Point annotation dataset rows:
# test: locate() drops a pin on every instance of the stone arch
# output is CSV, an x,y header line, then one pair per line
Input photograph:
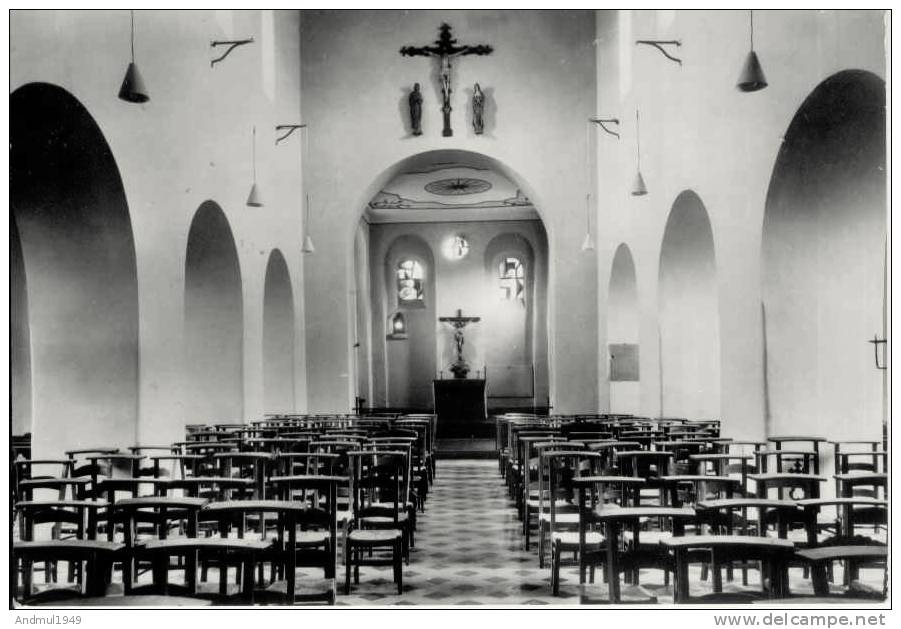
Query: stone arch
x,y
689,313
71,216
278,336
823,257
214,321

SHORT PROBLEM: Output every line of the rows above verbatim, leaving out the picture.

FINAL ANSWER:
# test: locate() drops a pin on every instance of the stone arch
# output is CSV, an x,y header line, then one pair per line
Input photograph:
Query: stone arch
x,y
689,313
71,216
278,336
823,257
214,321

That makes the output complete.